*Task details*
Identify each line in the entries below that contains the word "path" and copy those lines.

** start Input for this task **

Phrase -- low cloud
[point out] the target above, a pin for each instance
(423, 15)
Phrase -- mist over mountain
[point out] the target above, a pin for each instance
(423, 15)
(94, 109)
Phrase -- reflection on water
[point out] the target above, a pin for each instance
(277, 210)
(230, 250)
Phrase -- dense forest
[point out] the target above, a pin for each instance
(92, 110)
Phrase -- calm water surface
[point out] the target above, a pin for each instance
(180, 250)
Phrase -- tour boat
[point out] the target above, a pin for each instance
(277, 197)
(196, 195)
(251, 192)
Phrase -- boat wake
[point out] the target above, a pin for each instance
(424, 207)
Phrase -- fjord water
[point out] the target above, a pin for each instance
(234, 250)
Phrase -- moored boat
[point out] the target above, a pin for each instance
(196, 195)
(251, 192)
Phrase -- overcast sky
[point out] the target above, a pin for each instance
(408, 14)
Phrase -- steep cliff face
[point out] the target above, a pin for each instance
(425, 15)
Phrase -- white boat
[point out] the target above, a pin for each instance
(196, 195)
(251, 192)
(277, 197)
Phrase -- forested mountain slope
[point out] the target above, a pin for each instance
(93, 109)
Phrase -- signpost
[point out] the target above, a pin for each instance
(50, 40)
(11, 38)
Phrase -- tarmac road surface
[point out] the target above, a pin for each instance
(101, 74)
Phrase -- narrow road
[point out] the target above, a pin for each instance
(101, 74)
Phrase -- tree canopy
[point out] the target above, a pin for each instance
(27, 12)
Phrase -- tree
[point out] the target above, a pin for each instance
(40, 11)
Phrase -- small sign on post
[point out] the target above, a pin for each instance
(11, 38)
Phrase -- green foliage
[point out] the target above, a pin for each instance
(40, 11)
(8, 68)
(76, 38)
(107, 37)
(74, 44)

** end Input for this task **
** start Input for this task **

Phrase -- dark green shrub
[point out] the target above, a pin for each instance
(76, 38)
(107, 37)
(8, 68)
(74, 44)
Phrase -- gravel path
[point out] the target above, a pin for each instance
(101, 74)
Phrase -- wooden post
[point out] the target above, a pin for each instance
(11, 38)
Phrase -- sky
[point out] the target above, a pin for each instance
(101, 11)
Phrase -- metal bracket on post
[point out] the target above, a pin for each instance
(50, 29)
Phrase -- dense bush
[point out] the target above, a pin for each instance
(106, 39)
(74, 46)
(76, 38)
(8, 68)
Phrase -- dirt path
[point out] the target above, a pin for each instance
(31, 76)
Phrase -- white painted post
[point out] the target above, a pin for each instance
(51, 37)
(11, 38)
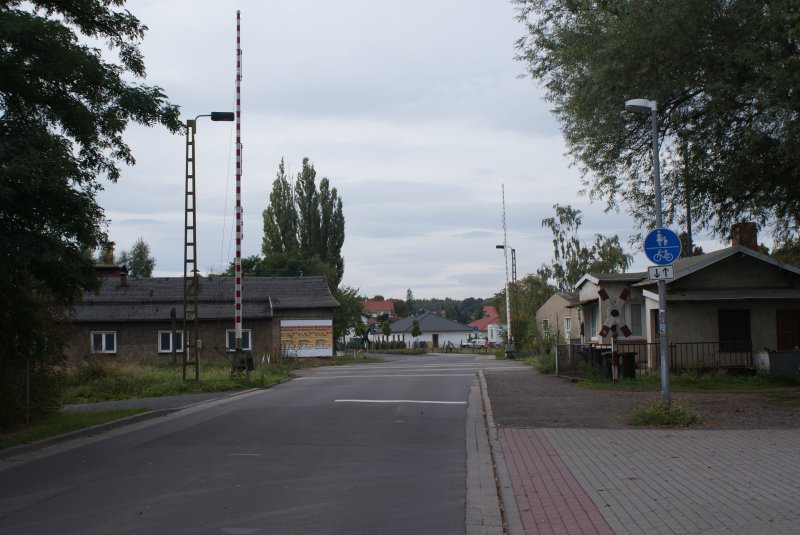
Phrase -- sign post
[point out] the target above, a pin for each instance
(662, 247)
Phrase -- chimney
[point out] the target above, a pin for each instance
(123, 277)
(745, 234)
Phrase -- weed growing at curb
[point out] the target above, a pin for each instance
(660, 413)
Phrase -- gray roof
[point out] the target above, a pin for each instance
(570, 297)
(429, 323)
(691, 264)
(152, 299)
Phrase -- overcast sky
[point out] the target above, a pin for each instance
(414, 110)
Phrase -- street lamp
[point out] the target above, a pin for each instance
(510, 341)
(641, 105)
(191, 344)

** end Input for this task **

*Reply to the exercise*
Phrase -- gravel path
Phrase -- dirt path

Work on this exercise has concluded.